• **Selected text**:
The Federal Reserve has recently resumed cutting interest rates after maintaining a steady monetary policy for an extended period, a move that has historically been favorable for the stock market. This month, the S&P 500 index has shown remarkable resilience, having advanced 13% year-to-date and reaching record highs on more than two dozen occasions.
This robust performance was unexpected just a few months ago when President Donald Trump imposed significant tariffs, raising concerns among analysts. However, various factors, including increased spending on artificial intelligence, contributed to more than a percentage point boost in GDP growth during the first half of 2025. Additionally, corporate earnings exceeded expectations, particularly in the technology sector, further alleviating investor concerns.
Historically, the stock market tends to thrive when the Federal Reserve begins to cut rates after an extended pause. On September 17, the Fed decreased its benchmark interest rate by a quarter of a percentage point, marking the first rate cut since December 2024. Prior to this, the Fed had entered a pause in the cutting cycle following the announcement of President Trump’s tariffs, which had led to a wait-and-see approach. Policymakers balanced the risks of potential inflation from tariffs against the possibility of weakened job growth. Ultimately, job growth appeared to suffer, resulting in an average addition of only 27,000 jobs per month from May to August— the slowest growth in that timeframe since 2010, excluding the pandemic.

• **Given information**:
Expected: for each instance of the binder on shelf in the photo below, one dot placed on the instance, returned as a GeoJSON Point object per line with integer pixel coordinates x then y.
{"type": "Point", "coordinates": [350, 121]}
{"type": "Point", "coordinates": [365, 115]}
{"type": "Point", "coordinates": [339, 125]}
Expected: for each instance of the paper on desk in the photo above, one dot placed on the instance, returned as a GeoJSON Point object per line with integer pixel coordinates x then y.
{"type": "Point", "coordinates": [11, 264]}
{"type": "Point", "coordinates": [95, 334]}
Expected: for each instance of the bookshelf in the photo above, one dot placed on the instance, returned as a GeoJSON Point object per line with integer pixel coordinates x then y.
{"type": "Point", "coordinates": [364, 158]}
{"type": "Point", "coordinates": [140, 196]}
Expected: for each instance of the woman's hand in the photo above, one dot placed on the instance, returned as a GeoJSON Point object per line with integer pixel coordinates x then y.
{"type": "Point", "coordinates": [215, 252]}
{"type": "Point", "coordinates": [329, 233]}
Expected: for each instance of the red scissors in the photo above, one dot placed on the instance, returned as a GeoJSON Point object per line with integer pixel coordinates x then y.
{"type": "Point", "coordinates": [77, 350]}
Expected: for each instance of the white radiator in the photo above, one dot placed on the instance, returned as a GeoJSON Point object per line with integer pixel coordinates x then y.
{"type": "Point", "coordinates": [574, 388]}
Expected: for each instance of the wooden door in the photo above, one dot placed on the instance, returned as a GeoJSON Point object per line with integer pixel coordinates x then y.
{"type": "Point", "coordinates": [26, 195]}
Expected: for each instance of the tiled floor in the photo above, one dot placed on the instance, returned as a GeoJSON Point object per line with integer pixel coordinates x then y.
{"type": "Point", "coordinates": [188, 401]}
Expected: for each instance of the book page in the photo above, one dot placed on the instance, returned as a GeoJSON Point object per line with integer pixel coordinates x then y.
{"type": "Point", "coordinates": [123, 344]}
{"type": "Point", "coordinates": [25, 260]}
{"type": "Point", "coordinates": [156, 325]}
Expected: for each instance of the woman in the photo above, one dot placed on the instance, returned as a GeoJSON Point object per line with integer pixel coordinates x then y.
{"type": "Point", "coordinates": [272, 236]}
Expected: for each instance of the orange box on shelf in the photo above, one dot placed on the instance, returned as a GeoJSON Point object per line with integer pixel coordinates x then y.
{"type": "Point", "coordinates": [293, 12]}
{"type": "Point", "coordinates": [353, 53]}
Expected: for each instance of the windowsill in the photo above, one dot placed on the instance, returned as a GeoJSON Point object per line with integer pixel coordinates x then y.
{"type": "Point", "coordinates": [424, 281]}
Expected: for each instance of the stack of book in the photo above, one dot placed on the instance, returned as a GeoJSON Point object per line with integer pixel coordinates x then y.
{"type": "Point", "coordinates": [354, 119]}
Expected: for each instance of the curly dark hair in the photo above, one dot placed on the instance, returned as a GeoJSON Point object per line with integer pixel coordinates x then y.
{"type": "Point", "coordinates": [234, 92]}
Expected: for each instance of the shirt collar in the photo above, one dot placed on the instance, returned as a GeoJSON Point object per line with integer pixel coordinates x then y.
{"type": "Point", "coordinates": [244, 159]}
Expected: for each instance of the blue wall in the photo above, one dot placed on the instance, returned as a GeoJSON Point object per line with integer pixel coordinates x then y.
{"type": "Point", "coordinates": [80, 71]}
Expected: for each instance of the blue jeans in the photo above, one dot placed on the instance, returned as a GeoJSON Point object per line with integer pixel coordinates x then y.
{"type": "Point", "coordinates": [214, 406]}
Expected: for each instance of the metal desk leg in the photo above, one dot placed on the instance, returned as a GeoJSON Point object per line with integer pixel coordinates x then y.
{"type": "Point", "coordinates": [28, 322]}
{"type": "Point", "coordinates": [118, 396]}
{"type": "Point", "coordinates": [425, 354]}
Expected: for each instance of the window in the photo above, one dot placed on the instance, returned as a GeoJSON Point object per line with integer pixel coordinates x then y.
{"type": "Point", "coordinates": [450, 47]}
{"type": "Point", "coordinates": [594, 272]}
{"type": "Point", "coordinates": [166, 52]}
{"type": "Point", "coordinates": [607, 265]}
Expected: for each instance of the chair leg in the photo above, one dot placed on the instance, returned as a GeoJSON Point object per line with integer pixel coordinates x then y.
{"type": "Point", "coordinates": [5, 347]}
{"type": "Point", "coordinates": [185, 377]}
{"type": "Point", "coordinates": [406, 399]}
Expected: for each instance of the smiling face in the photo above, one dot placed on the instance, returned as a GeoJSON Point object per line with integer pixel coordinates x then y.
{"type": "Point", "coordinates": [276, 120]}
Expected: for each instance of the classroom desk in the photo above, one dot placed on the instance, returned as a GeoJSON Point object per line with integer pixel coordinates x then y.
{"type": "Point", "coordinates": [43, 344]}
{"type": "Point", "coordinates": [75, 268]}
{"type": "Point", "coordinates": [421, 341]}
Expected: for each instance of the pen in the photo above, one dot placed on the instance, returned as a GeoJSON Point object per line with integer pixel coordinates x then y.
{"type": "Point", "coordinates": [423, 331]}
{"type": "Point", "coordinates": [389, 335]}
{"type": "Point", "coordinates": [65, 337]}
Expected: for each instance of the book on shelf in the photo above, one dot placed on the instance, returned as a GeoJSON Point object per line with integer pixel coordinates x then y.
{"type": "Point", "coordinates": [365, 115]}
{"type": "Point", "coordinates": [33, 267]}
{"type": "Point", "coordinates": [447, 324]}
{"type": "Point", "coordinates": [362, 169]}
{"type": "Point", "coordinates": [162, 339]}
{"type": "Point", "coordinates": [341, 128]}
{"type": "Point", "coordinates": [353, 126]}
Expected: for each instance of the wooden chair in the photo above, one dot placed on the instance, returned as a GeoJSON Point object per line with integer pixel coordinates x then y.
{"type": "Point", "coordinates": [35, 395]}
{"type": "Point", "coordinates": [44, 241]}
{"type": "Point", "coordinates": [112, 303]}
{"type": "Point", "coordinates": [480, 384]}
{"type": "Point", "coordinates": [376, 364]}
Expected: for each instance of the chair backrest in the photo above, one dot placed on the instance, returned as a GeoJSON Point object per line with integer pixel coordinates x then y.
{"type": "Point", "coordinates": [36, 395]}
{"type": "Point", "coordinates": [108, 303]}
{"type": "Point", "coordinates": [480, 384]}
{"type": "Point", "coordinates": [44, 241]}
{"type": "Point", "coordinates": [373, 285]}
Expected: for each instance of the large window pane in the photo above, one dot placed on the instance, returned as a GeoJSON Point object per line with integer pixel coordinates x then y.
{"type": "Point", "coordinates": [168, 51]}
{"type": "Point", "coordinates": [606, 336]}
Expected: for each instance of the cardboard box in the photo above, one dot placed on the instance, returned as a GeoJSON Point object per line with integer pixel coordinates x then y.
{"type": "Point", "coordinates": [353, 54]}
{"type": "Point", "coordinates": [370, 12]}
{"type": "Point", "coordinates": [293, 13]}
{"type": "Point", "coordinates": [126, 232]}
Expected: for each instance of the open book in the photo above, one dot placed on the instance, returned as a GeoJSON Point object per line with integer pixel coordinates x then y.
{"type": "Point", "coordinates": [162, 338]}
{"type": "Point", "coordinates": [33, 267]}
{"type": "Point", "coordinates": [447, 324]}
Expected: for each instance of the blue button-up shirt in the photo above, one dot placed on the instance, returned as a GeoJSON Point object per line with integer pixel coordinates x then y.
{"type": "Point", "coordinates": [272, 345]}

• **Task to carry out**: Write out the Federal Reserve rate-cut passage above, everything from "The Federal Reserve has" down to "alleviating investor concerns.".

• **Solution to the problem**:
The Federal Reserve has recently resumed cutting interest rates after maintaining a steady monetary policy for an extended period, a move that has historically been favorable for the stock market. This month, the S&P 500 index has shown remarkable resilience, having advanced 13% year-to-date and reaching record highs on more than two dozen occasions.
This robust performance was unexpected just a few months ago when President Donald Trump imposed significant tariffs, raising concerns among analysts. However, various factors, including increased spending on artificial intelligence, contributed to more than a percentage point boost in GDP growth during the first half of 2025. Additionally, corporate earnings exceeded expectations, particularly in the technology sector, further alleviating investor concerns.